>>>>>

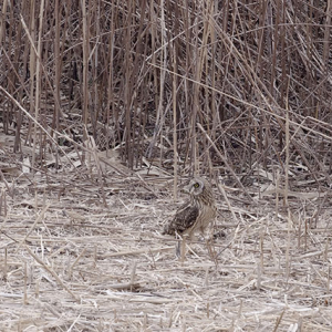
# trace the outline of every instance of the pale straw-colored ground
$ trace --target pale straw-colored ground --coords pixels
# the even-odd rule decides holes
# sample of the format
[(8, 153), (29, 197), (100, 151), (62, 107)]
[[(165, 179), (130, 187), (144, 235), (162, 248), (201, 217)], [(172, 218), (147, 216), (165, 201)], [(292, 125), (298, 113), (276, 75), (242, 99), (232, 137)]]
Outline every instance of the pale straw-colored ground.
[(288, 217), (253, 183), (251, 203), (226, 190), (229, 211), (214, 184), (226, 236), (180, 262), (170, 176), (96, 179), (7, 177), (0, 331), (332, 331), (329, 197), (294, 194)]

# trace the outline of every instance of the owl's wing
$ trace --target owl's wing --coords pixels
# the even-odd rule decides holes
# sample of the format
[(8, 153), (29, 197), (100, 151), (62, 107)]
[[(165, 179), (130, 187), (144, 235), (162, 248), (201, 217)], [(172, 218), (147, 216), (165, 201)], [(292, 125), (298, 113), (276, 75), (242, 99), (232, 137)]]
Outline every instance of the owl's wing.
[(197, 220), (199, 210), (197, 207), (189, 204), (183, 205), (175, 214), (174, 219), (165, 227), (163, 234), (175, 235), (184, 232), (186, 229), (194, 226)]

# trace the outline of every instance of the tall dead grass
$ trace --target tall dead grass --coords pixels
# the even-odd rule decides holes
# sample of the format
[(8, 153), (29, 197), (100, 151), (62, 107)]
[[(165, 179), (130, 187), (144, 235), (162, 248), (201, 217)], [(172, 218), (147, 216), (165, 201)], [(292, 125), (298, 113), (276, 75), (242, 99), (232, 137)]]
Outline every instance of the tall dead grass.
[(93, 136), (175, 175), (284, 170), (289, 145), (294, 168), (330, 184), (328, 3), (4, 0), (3, 131), (20, 152), (28, 128), (34, 167)]

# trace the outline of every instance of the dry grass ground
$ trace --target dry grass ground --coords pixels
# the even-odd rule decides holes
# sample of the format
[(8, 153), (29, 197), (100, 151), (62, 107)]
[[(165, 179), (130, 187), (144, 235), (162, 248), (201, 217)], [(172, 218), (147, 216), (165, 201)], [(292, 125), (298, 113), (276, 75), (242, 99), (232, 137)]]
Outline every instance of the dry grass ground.
[(332, 331), (331, 3), (1, 1), (0, 331)]
[(189, 243), (181, 263), (160, 235), (173, 177), (114, 165), (107, 207), (83, 166), (4, 175), (1, 331), (331, 331), (328, 194), (297, 188), (288, 216), (276, 190), (259, 193), (263, 174), (247, 187), (252, 201), (226, 186), (231, 210), (215, 186), (226, 236), (210, 250)]

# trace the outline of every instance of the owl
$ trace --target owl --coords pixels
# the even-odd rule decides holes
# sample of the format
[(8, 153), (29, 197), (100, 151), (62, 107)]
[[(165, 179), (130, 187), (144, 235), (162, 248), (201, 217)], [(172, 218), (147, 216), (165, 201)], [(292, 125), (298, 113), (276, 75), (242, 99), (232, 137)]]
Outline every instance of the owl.
[(183, 191), (189, 194), (190, 199), (176, 211), (163, 234), (175, 235), (177, 232), (193, 239), (197, 231), (204, 235), (210, 221), (216, 218), (216, 200), (211, 185), (201, 177), (194, 177)]

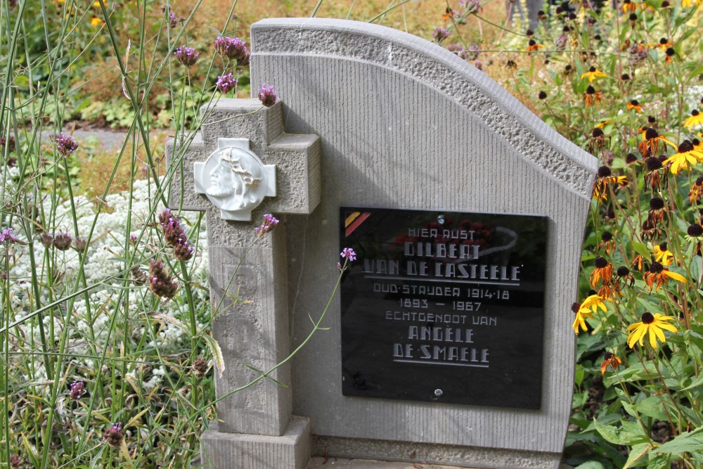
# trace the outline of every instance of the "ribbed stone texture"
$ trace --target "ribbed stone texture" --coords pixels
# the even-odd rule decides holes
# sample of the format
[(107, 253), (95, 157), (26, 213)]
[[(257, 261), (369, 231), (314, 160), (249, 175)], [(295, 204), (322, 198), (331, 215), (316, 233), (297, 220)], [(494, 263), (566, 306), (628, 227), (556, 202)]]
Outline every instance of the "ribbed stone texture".
[(550, 220), (540, 410), (342, 396), (337, 300), (323, 324), (330, 330), (294, 359), (293, 413), (311, 418), (330, 455), (354, 456), (354, 442), (356, 456), (397, 459), (415, 442), (430, 462), (555, 467), (573, 383), (569, 305), (596, 160), (482, 72), (418, 37), (366, 23), (273, 19), (252, 27), (252, 89), (273, 84), (285, 131), (321, 141), (320, 205), (287, 219), (294, 347), (334, 286), (342, 205)]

<<<<<

_REQUIREMENT_: Retype every one of the entries above line for line, with no changes, and leave the pictures out of your copy.

_ANSWER IN FULL_:
# trace the outline of every instance of the pale straw-colored ground
$ trace --target pale straw-colored ground --coords pixels
# the even-odd rule decides holes
# sample of the format
[(8, 153), (29, 197), (100, 151), (62, 107)]
[[(165, 179), (130, 187), (144, 235), (162, 248), (201, 217)], [(172, 218), (147, 216), (165, 201)], [(292, 125), (298, 113), (276, 75), (242, 99), (232, 137)]]
Outline every instance of the pale straw-colored ground.
[(288, 217), (253, 183), (251, 203), (226, 190), (229, 211), (214, 184), (226, 236), (180, 262), (170, 176), (96, 179), (7, 177), (0, 331), (332, 331), (329, 197), (294, 194)]

# trace the outline of every instance of the owl's wing
$ trace --target owl's wing --coords pixels
# the even-odd rule decides holes
# sample of the format
[(8, 153), (29, 197), (100, 151), (62, 107)]
[[(165, 179), (130, 187), (144, 235), (162, 248), (201, 217)], [(172, 218), (147, 216), (165, 201)], [(292, 125), (298, 113), (276, 75), (242, 99), (232, 137)]]
Outline every instance of the owl's wing.
[(197, 220), (199, 210), (197, 207), (189, 204), (183, 205), (175, 214), (174, 219), (165, 227), (163, 234), (175, 235), (184, 232), (186, 229), (194, 226)]

# trace the outline of every instance of the tall dead grass
$ trace --target tall dead grass --coords pixels
# the even-odd rule decides holes
# sample of the format
[(8, 153), (29, 197), (100, 151), (62, 107)]
[[(165, 179), (130, 187), (144, 235), (162, 248), (201, 217)], [(172, 218), (147, 216), (165, 201)], [(292, 125), (298, 113), (276, 75), (242, 99), (232, 137)]]
Outline every instance of the tall dead grass.
[(93, 136), (175, 175), (284, 170), (289, 145), (294, 168), (330, 184), (328, 3), (4, 0), (3, 131), (20, 152), (28, 128), (34, 167)]

# trace the outline of every instance of the dry grass ground
$ trace --target dry grass ground --coords pixels
# the even-odd rule decides holes
# sample of the format
[(8, 153), (29, 197), (100, 151), (62, 107)]
[[(165, 179), (130, 187), (144, 235), (162, 248), (201, 217)], [(172, 218), (147, 216), (165, 201)], [(292, 125), (298, 113), (276, 75), (242, 99), (232, 137)]]
Outline every instance of the dry grass ground.
[(332, 331), (331, 3), (1, 1), (0, 331)]
[(189, 243), (181, 263), (160, 235), (173, 177), (114, 165), (107, 207), (83, 166), (4, 175), (1, 331), (331, 331), (328, 194), (297, 188), (288, 216), (276, 190), (259, 193), (263, 174), (247, 187), (252, 201), (226, 186), (231, 210), (215, 186), (226, 236), (210, 250)]

# trace the outline of every instance of the owl
$ trace --target owl --coords pixels
# the even-odd rule decides holes
# sample of the format
[(8, 153), (29, 197), (100, 151), (62, 107)]
[[(165, 179), (130, 187), (144, 235), (162, 248), (201, 217)], [(172, 218), (147, 216), (165, 201)], [(292, 125), (298, 113), (276, 75), (242, 99), (232, 137)]]
Outline every instance of the owl.
[(183, 191), (189, 194), (190, 199), (176, 211), (163, 234), (175, 235), (177, 232), (193, 239), (197, 231), (204, 235), (210, 221), (216, 218), (216, 200), (211, 185), (201, 177), (194, 177)]

# trace the outline of every instance of the "ribbed stone texture"
$ trace --target "ribbed stone texture" --coords pixels
# the even-odd rule decides holes
# sample of the format
[(107, 253), (95, 157), (26, 213)]
[[(257, 261), (369, 231), (314, 160), (249, 175)], [(295, 204), (322, 198), (331, 215), (316, 233), (297, 220)], [(494, 263), (566, 306), (628, 227), (556, 202)]]
Outline every instance of the "ribbed stone texture".
[(550, 220), (540, 410), (342, 396), (337, 300), (323, 324), (330, 330), (294, 359), (293, 413), (311, 418), (330, 455), (354, 456), (354, 442), (356, 456), (397, 459), (415, 442), (430, 462), (555, 467), (573, 383), (569, 305), (596, 160), (482, 72), (418, 37), (366, 23), (273, 19), (252, 27), (252, 89), (273, 84), (285, 131), (321, 141), (320, 205), (287, 219), (294, 347), (334, 286), (342, 205)]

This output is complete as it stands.